What you should do
Output, exactly as written, the lines of the data below from the one containing "Query: person's leg" to the end.

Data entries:
┌──

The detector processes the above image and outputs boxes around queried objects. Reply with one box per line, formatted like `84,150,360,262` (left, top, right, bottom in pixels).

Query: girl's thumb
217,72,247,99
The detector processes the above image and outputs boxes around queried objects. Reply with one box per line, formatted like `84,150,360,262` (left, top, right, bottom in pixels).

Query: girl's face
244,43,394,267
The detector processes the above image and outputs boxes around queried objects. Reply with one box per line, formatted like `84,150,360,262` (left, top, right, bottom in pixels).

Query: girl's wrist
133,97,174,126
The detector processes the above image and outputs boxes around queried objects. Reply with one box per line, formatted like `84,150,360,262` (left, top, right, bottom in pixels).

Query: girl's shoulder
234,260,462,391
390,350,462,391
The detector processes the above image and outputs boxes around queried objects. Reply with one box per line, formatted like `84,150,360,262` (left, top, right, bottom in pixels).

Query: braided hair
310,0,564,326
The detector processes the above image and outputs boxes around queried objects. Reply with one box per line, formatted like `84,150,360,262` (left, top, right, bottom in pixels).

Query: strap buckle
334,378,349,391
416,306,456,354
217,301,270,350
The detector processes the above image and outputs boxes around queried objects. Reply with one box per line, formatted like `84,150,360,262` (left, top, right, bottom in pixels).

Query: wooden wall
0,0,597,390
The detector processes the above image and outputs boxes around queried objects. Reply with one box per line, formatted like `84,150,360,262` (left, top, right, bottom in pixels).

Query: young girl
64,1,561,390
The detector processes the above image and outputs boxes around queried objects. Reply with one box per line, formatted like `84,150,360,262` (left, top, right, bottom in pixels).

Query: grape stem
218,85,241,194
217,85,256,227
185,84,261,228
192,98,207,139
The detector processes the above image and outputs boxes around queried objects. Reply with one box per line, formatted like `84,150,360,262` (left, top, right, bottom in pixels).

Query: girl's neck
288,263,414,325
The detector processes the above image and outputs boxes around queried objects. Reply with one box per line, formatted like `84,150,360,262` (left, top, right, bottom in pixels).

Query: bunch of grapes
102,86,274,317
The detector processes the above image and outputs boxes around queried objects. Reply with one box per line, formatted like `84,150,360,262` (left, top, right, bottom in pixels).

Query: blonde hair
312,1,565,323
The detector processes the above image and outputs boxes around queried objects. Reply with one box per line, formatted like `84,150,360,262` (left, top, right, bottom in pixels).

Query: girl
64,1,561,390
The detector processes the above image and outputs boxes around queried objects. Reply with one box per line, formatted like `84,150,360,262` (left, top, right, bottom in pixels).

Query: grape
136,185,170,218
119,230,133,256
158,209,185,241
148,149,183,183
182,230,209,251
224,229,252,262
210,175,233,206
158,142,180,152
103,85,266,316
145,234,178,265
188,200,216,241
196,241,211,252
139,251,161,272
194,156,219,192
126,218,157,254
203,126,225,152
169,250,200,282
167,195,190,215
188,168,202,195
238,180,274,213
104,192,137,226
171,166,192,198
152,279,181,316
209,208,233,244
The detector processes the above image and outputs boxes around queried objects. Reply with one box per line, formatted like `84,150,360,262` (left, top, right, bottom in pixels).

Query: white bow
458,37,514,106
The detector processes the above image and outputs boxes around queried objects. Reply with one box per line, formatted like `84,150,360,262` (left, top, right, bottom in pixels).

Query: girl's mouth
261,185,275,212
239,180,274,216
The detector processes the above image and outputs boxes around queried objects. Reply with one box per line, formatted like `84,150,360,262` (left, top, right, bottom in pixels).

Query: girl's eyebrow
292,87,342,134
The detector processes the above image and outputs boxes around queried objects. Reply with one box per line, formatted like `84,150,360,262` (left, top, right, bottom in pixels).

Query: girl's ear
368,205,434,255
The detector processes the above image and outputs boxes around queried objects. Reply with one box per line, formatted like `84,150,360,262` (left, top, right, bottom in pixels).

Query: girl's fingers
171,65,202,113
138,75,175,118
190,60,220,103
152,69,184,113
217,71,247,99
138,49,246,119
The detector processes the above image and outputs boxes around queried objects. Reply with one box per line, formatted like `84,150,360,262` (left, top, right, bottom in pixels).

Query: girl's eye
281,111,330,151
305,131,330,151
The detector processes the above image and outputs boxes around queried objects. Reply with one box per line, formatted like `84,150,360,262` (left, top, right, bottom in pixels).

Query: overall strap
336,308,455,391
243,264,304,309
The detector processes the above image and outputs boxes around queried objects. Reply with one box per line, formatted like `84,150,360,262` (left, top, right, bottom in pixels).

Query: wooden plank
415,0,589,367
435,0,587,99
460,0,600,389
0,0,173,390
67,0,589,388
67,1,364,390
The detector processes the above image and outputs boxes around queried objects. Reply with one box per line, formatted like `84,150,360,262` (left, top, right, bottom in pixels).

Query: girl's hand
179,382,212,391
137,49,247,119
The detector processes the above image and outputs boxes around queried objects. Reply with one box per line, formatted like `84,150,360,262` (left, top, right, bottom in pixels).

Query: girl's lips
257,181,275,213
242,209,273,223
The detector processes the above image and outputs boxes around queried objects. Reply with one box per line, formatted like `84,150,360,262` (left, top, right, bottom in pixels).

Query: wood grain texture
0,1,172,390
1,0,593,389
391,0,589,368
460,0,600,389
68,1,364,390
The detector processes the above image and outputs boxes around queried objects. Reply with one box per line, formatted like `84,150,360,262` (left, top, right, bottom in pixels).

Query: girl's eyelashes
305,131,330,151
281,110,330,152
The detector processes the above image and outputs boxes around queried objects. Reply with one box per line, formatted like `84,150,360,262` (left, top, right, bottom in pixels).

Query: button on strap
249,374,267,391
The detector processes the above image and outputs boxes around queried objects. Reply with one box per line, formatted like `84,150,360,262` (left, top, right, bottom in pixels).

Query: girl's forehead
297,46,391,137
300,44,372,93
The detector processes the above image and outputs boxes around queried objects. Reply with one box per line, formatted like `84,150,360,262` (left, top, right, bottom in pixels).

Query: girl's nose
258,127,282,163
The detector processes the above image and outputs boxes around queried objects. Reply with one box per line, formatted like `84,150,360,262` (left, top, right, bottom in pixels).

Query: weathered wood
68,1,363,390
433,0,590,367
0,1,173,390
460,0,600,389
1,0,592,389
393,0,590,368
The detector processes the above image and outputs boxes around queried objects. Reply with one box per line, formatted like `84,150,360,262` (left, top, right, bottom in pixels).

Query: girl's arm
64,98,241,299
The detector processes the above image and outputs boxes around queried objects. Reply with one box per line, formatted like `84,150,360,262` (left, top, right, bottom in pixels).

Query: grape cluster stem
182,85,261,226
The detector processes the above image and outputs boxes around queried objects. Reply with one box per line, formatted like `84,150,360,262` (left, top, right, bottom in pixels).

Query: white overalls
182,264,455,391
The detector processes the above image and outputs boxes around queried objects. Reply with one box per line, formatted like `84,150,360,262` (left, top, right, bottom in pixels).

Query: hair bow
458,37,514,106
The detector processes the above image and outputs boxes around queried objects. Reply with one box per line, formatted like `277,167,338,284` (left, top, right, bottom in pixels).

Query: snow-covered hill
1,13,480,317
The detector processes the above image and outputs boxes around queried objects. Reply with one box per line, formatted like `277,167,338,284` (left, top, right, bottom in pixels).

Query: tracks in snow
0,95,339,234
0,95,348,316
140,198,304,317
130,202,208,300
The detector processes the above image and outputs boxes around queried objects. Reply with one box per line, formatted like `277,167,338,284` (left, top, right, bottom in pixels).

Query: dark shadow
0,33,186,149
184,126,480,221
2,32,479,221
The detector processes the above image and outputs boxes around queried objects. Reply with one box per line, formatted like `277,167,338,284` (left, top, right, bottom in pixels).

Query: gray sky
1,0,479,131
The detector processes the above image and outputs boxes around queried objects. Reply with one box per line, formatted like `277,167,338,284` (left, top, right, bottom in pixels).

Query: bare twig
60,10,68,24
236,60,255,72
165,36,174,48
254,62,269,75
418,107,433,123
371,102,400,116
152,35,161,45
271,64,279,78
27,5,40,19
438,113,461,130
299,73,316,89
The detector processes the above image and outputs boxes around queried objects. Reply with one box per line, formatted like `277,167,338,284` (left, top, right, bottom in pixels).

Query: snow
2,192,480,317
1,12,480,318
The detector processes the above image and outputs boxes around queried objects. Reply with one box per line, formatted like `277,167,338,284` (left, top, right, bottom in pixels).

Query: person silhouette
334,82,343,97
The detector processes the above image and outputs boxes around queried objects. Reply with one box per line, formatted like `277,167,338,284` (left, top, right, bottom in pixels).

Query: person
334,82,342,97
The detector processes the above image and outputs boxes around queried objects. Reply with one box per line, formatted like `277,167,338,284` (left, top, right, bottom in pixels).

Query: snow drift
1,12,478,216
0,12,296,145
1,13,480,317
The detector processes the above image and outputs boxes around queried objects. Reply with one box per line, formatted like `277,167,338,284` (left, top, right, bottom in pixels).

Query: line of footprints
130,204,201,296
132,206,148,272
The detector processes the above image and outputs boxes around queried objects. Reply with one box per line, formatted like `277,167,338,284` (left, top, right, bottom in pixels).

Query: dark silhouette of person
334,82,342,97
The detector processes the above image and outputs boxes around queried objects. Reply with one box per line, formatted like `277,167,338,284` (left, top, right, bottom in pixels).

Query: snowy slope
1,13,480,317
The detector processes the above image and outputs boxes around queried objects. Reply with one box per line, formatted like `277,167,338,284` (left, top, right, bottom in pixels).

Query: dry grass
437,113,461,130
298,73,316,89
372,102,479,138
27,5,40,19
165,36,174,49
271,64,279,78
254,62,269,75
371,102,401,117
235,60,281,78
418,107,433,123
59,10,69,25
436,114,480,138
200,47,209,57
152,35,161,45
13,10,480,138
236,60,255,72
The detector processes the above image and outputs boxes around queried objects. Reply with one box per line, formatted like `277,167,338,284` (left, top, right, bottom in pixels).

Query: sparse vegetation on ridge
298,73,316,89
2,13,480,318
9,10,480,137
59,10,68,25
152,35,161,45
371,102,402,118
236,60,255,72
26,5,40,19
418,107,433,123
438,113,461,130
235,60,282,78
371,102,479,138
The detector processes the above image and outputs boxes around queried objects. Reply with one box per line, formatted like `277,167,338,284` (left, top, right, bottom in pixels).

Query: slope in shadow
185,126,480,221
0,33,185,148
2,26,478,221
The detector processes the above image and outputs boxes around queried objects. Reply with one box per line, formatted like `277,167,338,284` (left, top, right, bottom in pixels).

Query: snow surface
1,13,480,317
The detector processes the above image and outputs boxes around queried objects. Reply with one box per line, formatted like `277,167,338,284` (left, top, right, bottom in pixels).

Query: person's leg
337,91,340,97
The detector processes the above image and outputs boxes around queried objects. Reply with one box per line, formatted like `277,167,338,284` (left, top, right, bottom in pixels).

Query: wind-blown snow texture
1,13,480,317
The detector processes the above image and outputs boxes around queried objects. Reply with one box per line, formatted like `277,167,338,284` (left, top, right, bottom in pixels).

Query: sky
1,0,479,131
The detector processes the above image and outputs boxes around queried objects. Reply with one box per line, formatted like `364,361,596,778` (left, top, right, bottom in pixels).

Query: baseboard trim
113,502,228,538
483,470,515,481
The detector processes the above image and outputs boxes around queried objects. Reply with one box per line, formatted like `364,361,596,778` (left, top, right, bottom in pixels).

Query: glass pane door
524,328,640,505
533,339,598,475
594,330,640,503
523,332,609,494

└──

Exercise solution
Query: person's leg
337,91,340,97
The detector processes the above image and outputs boxes around queried objects. Reply with one box per line, formatted like `277,167,338,284` (left, top, right, bottom in pixels).

Query: wind-blown snow texture
1,13,480,317
The detector processes the above image and outputs boxes around queried objects. Reply with one box per line, formatted like `277,167,338,284` (left, top, right, bottom in pixels).

Query: sky
1,0,479,131
The detector processes the above image and outputs boxes around queried objects. Reply with one box per line, formatted like `364,361,596,778` (left, top, right, bottom in pixels).

Query: baseboard trim
113,502,228,538
483,470,515,481
The detector processes the above image and outputs boxes around queried objects. Reply with one box per line, formatted like `364,361,596,778` (left, top, right, bottom in pixels).

Query: glass pane door
524,328,640,505
533,339,598,475
594,330,640,503
523,332,609,494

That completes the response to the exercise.